* _WHAT TO DO_: Set down, without alteration, every line from the one containing "[trace] grass lawn" through the final line of the data, both inclusive.

[Outline labeling records]

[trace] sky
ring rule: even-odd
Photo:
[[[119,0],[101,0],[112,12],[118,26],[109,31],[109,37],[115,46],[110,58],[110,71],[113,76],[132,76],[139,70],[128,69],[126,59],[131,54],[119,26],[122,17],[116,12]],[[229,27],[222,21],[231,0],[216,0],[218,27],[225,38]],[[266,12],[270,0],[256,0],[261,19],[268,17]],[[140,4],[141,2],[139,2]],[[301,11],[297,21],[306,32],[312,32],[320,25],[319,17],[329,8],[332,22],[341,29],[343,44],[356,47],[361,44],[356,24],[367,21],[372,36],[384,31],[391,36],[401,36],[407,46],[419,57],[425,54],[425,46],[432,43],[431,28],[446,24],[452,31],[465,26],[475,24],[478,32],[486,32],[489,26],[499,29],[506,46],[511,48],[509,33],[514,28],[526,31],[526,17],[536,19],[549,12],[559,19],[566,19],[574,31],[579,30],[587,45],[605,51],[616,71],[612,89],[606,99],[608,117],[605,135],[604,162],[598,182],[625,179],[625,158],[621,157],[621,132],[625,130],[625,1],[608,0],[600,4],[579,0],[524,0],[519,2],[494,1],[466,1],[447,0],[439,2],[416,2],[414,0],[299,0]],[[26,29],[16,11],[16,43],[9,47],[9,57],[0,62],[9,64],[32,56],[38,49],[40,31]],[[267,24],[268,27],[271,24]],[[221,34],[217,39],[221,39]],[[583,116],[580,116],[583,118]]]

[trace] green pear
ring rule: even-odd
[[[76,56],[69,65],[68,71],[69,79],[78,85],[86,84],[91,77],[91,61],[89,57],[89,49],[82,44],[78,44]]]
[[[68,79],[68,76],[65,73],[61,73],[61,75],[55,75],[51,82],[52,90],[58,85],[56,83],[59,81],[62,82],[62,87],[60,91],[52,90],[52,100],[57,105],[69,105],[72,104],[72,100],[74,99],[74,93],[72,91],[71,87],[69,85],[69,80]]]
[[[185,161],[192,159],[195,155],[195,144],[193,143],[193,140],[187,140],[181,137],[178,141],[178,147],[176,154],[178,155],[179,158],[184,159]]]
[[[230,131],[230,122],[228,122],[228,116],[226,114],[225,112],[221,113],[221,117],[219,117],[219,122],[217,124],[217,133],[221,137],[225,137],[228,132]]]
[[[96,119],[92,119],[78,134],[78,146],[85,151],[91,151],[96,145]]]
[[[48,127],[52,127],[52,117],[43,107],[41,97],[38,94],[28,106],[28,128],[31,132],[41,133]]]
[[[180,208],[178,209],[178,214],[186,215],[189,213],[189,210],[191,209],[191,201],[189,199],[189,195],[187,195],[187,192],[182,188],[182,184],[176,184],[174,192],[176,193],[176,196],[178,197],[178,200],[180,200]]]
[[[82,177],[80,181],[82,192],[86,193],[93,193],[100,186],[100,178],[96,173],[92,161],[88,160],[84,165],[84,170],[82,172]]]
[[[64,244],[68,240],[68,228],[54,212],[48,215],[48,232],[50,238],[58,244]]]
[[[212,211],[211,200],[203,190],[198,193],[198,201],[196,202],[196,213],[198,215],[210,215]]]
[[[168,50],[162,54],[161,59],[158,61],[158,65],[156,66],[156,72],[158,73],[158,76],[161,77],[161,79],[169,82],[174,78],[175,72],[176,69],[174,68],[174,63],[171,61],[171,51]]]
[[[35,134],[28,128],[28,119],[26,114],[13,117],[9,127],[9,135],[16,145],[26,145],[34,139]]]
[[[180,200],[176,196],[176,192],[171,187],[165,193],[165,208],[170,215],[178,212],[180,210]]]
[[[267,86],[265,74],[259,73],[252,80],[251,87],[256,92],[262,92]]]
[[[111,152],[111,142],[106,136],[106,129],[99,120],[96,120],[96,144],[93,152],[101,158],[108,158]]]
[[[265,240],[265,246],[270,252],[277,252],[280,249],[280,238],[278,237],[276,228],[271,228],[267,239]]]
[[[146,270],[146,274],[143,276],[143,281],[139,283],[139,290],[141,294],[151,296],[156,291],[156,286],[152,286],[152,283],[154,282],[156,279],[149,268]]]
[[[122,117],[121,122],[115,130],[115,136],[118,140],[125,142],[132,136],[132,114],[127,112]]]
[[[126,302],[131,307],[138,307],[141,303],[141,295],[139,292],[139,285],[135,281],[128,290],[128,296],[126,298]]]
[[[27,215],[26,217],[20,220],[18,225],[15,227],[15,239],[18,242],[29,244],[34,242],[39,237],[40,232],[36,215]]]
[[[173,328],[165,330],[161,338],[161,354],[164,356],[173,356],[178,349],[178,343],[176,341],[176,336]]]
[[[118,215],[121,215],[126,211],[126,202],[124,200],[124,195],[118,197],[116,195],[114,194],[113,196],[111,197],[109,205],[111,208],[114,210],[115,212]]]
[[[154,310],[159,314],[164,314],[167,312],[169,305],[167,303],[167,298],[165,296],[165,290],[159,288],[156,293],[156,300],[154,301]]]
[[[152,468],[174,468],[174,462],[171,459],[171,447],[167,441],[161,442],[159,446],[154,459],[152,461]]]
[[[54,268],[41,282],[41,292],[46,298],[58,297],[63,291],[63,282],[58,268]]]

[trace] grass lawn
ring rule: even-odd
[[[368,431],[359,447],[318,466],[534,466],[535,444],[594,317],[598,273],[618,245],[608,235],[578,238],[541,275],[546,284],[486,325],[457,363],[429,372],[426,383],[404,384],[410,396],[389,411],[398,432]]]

* _WRITTEN RESPONSE_:
[trace] grass lawn
ring rule: even-odd
[[[368,431],[359,447],[318,466],[534,466],[535,444],[594,317],[598,273],[618,245],[608,235],[578,238],[541,275],[546,284],[486,325],[457,363],[429,372],[426,383],[404,384],[410,396],[389,411],[398,432]]]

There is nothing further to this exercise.